● EXERCISE PROMPT
Continue the news article about whether MARTA owes the city of Atlanta $70 million, starting right after its last sentence.

● SELECTED EXTRACT
----------------

Does MARTA owe Atlanta $70M? New report claims 2024 audit is wrong

A new report from MARTA auditors paints a different picture of an ongoing funding battle between the agency and the city of Atlanta.

The report from auditors KPGM showed that MARTA did charge for more services than it provided in the first six years of the More MARTA program but much less than the $70 million the city claimed it overcharged.

The backstory:

In 2016, voters overwhelmingly voted to approve a sales tax to expand and improve the area's bus and train services.

Last year, the city released an independent audit from the firm Mauldin & Jenkins that officials said revealed upwards of $70 million in discrepancies over money spent and the actual cost of services from 2017 to 2022. 

"The auditors found that certain years, the auditors couldn’t find how MARTA made the calculations for the service deliveries," Atlanta City Council President Doug Shipman told FOX 5 at the time.

While MARTA admitted to some errors between 2020 and 2022 summing up to about $20 million, the transit authority disputed the claim it owed the city $40 million for expanded bus and train services from 2017-2019. 

State Rep. Deborah Silcox, who serves as chairwoman of MARTOC - the legislative body that acts as a ‘watchdog’ over MARTA spending - said she had concerns over the report and the agency's response. She asked to hear from accounting firm KPMG on its own investigation of the findings.

"I just would like to see another set of numbers and another professional opinion about this whole situation," she added. 

What they're saying:

At a committee hearing at the State Capitol on Tuesday, KPMG's representatives said their assessment showed MARTA overcharged the operation account by $865,000, not $70 million.

----------------

● INFORMATION PROVIDED
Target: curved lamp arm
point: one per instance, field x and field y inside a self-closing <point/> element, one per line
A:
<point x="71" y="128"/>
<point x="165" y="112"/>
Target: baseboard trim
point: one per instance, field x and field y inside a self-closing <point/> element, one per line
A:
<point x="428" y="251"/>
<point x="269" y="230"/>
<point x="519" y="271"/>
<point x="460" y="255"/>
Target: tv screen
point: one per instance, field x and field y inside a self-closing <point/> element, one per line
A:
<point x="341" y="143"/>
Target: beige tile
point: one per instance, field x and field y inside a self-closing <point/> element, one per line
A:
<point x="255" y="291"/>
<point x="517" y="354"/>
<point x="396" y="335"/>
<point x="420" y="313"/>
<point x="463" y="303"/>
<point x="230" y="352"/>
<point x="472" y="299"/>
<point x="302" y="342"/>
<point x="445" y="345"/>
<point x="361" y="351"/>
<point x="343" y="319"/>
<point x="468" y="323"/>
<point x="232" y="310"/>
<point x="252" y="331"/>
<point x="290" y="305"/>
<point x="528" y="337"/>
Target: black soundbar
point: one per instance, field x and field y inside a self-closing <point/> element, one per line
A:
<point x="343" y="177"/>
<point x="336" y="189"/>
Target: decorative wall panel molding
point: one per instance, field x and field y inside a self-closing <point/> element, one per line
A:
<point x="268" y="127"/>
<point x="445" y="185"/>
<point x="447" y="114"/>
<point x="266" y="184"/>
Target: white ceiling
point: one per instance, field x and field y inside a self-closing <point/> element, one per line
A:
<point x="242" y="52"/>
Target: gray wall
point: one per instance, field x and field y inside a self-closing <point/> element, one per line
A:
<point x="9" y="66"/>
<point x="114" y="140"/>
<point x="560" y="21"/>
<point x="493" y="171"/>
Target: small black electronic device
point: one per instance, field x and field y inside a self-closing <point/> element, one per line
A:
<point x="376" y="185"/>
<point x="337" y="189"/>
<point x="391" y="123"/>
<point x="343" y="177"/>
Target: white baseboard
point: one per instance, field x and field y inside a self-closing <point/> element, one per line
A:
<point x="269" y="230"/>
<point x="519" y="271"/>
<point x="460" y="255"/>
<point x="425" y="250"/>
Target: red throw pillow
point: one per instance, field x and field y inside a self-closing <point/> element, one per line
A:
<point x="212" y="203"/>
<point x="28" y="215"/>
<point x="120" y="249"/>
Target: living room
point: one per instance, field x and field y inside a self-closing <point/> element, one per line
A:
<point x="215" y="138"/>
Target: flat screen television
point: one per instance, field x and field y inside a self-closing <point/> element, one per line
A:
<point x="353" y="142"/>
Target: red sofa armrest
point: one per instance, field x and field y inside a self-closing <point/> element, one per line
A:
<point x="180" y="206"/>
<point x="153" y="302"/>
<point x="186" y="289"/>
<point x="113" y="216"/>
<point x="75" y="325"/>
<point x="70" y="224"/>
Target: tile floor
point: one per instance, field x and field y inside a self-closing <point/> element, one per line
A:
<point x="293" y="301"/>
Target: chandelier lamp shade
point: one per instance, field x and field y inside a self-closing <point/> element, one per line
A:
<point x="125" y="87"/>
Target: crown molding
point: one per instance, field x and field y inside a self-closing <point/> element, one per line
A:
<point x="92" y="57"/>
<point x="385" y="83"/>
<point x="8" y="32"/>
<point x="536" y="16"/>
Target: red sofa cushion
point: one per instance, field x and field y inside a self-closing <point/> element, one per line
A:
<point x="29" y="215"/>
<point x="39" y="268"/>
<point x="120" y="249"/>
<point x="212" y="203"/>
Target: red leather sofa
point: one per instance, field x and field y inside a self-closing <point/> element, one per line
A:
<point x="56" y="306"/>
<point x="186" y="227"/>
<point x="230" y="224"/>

----------------

● OUTPUT OF THE TASK
The difference between their result and the one done by Mauldin & Jenkins came down to how MARTA service is calculated, KPMG's Julia Barrientos said.

"It caused a lot of differences in the dollars," Barrientos told lawmakers.

Mauldin & Jenkins' audit used a "threshold methodology" that didn't consider changes in operations during the COVID-19 pandemic, when services were cut. Those decreases were incorrectly attributed to the More MARTA program, but KPMG's Victoria Fenley said that should not have happened.

 "It really ended up not being the right methodology for MARTA to be using," Fenley said.

Instead, she said MARTA should have used a "proportional method," which uses December 2019 as the baseline after the More MARTA program stabilized. 

What's next:

MARTA CEO Collie Greenwood told lawmakers the agency has transferred "close to $20 million" to the city of Atlanta to assure the city that they are working to move forward.

The agency says it will work with additional recommendations from KPMG.

The Source: Information for this report came from a hearing by MARTOC and previous FOX 5 reporting.